- _What you should do_
Pick out each line of the records that includes the string "rope", and copy it.

- _Records shown_
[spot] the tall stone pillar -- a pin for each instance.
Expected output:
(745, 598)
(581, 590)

--

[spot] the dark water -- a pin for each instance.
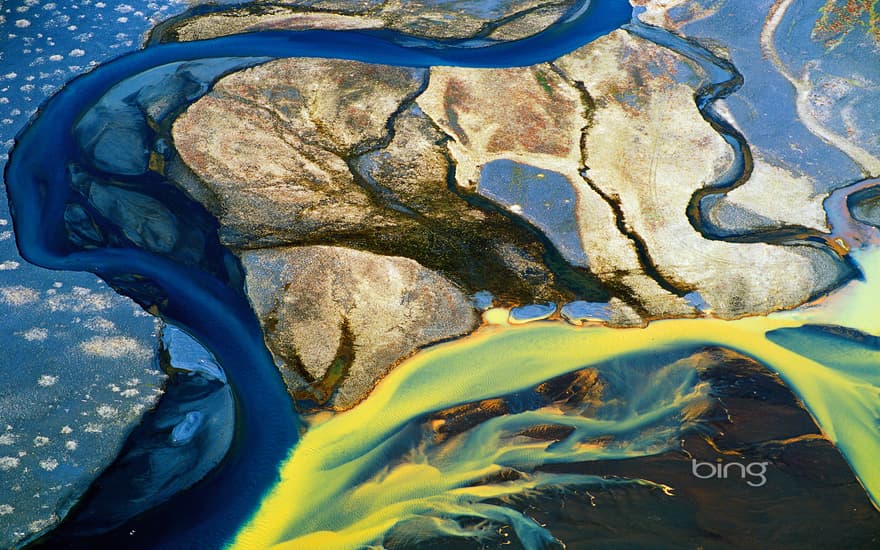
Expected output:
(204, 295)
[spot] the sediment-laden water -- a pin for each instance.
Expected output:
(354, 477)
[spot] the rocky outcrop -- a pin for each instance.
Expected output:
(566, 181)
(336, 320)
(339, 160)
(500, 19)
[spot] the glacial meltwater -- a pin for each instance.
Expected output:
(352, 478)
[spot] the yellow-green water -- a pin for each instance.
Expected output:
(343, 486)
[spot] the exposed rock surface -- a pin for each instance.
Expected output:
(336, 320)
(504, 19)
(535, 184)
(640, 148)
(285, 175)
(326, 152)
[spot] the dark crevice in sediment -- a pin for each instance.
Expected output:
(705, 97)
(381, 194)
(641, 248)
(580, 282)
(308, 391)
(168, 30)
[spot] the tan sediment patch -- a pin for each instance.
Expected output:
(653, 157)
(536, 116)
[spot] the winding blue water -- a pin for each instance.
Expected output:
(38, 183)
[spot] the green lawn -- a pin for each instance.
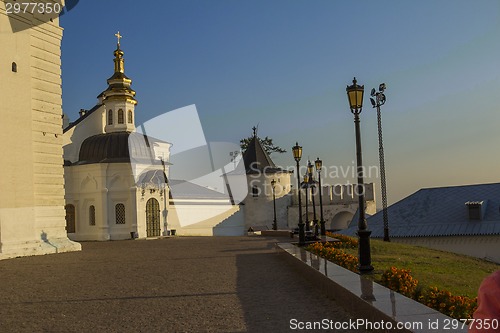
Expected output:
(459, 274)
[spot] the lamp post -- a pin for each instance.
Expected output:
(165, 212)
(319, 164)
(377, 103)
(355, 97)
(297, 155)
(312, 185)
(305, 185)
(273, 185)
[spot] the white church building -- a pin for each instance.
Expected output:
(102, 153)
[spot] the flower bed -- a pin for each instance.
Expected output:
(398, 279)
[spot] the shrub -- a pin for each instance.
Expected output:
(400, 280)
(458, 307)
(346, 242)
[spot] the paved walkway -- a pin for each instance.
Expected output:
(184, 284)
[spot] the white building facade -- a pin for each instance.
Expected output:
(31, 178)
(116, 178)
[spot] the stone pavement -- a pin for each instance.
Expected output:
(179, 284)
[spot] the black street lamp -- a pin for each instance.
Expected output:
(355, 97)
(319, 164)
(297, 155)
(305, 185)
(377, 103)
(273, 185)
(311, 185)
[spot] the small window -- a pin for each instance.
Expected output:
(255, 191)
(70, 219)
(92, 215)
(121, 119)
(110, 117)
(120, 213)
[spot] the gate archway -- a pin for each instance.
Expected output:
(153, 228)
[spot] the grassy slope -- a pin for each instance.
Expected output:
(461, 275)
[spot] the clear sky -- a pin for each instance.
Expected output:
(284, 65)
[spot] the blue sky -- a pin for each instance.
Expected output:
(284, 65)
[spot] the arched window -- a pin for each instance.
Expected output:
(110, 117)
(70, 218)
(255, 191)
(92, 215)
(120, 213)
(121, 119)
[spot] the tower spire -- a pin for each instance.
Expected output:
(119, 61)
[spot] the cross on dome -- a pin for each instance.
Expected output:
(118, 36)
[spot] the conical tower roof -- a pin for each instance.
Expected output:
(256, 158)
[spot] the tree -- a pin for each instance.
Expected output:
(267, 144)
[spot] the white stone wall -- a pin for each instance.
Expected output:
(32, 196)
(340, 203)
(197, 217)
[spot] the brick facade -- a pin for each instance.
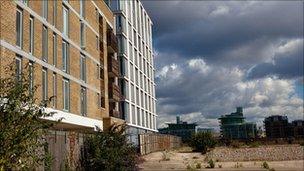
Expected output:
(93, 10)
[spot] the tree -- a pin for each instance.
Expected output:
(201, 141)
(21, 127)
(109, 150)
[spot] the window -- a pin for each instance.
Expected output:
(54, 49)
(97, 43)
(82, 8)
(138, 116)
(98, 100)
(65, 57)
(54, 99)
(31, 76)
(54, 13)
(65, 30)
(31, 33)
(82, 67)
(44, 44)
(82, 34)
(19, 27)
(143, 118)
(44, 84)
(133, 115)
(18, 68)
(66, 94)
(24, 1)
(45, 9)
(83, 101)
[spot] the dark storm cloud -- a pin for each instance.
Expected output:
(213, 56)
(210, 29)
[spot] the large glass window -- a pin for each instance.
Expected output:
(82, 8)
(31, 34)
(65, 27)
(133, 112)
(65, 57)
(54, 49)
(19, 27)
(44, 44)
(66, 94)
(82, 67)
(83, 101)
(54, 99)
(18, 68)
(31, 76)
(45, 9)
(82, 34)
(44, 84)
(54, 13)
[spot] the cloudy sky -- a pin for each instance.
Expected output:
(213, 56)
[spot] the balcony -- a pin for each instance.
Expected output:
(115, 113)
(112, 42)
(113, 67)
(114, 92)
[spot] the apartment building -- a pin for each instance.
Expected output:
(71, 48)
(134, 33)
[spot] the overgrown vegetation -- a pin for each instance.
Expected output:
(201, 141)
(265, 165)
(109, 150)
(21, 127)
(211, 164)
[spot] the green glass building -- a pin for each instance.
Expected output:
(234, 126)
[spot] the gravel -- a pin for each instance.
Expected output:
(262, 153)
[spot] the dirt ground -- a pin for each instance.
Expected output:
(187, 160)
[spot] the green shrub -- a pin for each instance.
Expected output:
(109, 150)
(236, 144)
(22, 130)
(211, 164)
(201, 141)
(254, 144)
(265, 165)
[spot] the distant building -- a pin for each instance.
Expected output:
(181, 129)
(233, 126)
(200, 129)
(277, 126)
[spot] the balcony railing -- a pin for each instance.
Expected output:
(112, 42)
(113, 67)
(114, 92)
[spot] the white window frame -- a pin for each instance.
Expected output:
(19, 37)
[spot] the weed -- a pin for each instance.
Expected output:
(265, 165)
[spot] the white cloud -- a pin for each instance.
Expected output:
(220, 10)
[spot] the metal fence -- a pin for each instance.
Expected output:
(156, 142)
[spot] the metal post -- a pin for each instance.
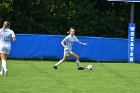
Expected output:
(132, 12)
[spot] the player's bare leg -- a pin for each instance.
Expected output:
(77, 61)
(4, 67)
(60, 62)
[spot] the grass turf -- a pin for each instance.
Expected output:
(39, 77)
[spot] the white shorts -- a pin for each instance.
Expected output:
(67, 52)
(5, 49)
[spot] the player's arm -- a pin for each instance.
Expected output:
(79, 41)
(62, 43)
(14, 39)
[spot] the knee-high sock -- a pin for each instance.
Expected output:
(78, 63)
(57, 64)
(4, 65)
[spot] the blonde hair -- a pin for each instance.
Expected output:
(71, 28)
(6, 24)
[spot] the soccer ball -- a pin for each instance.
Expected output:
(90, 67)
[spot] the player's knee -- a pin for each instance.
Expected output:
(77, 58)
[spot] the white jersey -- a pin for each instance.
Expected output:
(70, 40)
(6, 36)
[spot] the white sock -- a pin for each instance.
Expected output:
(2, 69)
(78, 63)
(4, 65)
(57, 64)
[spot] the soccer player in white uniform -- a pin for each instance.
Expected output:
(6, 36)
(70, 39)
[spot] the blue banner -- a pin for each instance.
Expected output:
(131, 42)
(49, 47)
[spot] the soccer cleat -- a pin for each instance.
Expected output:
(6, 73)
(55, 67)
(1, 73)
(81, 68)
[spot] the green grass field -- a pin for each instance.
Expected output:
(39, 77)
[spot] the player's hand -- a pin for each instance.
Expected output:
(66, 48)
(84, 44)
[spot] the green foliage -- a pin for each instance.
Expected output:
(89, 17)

...

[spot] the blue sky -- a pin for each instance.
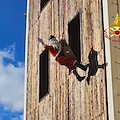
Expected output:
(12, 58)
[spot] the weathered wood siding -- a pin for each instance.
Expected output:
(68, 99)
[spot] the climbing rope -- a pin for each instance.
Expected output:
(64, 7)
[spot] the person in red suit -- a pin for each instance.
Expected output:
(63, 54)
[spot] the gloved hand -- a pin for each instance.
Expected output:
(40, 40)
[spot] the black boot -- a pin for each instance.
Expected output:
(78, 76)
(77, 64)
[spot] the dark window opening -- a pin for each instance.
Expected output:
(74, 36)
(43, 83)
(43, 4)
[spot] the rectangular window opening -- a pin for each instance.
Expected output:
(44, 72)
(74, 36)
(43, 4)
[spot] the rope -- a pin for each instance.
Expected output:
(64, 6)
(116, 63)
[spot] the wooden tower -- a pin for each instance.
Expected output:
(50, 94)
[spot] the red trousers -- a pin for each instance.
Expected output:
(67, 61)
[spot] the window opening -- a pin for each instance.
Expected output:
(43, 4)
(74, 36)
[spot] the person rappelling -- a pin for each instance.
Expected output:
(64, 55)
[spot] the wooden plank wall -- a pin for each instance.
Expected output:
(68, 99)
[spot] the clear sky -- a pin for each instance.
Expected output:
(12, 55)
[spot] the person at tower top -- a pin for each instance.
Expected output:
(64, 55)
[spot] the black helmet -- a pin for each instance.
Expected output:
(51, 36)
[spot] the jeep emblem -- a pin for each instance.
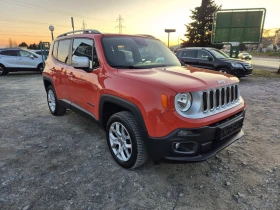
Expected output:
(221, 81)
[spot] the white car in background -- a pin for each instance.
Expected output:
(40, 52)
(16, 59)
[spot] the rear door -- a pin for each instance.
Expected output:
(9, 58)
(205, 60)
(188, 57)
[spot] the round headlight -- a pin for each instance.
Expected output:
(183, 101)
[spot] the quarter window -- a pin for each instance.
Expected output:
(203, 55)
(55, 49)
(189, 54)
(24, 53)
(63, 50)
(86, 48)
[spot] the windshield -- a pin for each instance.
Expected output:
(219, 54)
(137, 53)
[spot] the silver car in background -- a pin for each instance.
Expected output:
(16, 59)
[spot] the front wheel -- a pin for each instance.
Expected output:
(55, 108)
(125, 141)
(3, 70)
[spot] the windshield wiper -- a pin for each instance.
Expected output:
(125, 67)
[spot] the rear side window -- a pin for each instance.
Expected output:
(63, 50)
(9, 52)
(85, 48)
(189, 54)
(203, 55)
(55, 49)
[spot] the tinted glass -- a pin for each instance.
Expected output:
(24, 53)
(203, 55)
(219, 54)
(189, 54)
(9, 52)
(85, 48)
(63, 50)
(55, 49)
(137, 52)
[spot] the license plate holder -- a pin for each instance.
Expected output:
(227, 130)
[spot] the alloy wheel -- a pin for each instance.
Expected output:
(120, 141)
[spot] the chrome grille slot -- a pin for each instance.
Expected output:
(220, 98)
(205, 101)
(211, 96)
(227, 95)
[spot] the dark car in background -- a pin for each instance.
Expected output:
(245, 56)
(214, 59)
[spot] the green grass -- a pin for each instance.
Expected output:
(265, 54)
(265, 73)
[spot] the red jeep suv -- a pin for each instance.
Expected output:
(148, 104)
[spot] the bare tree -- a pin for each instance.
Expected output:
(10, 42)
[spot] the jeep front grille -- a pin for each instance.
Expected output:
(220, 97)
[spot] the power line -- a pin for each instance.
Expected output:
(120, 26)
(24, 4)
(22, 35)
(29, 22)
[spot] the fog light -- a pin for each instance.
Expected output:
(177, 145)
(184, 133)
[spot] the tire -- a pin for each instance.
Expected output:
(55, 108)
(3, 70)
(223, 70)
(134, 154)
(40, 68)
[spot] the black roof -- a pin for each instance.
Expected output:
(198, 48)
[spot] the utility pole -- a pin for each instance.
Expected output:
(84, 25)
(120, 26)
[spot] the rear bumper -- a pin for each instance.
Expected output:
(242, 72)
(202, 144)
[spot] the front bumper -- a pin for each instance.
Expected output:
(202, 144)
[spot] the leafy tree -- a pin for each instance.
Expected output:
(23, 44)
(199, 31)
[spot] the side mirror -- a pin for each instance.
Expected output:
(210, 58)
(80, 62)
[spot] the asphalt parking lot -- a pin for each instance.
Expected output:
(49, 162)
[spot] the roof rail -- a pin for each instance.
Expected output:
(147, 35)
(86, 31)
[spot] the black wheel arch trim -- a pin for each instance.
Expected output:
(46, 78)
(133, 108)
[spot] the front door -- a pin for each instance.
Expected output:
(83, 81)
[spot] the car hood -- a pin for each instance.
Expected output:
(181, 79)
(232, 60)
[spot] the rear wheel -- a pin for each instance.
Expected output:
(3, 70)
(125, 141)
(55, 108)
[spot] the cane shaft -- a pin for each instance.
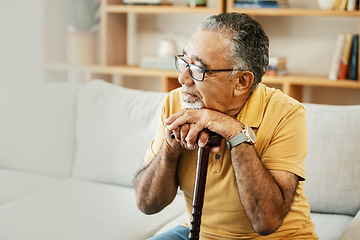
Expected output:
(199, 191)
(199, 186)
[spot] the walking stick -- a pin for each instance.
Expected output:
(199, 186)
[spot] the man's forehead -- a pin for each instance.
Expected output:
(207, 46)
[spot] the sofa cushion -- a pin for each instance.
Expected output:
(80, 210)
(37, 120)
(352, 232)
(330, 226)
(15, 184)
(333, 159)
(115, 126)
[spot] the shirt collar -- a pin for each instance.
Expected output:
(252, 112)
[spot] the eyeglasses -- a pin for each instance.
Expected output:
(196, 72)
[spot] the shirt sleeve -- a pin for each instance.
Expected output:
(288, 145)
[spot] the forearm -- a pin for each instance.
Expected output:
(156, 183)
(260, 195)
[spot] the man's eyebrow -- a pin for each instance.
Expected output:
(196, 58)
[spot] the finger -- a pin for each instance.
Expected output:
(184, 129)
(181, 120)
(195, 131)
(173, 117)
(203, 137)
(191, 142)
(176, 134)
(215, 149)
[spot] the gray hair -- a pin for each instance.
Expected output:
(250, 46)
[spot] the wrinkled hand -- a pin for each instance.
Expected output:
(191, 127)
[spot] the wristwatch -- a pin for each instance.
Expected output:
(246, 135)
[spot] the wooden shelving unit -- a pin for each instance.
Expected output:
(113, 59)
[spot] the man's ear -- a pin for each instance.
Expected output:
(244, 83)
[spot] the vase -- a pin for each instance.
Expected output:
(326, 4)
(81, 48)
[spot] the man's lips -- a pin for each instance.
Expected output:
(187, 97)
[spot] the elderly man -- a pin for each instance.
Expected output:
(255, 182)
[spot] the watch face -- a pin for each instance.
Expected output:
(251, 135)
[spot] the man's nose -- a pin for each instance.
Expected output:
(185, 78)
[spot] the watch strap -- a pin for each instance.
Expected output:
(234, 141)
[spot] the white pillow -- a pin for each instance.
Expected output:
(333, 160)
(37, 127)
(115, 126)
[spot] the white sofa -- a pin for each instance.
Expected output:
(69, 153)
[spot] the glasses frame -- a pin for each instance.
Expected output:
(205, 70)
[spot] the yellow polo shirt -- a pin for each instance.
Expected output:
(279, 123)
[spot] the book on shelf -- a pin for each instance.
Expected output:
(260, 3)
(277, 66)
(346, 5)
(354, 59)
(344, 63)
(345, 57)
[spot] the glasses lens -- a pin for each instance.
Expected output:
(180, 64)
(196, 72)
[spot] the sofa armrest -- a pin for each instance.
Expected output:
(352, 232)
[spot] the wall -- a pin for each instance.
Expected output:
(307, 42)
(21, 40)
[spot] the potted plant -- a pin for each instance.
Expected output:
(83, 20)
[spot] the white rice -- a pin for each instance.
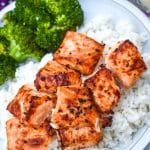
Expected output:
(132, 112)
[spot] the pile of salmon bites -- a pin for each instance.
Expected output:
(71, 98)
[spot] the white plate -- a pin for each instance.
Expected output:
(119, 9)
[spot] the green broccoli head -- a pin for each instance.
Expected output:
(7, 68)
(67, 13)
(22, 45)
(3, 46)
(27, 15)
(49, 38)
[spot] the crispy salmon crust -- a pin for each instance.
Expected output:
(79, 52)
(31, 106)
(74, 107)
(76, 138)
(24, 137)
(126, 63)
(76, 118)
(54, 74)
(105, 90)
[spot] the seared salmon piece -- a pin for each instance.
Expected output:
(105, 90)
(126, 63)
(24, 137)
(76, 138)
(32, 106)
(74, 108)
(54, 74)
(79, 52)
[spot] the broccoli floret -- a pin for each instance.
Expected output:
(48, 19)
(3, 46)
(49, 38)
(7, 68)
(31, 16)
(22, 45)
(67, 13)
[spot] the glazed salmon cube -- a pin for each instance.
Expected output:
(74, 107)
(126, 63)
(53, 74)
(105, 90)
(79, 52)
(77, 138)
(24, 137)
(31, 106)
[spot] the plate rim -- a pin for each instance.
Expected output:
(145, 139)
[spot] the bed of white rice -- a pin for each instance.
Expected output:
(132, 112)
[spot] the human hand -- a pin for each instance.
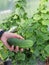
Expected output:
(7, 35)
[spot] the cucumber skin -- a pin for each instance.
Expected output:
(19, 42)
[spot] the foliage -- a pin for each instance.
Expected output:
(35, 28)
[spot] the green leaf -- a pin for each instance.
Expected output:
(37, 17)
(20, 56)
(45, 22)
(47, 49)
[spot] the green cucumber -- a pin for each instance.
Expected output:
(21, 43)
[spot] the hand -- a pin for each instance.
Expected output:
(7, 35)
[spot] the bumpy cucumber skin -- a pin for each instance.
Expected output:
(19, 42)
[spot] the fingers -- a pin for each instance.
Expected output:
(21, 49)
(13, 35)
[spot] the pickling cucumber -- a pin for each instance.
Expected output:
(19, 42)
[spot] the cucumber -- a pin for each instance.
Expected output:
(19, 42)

- _Written answer_
[spot] the climbing rope -- a pin for each instance.
[spot] the rope -- a pin for each instance.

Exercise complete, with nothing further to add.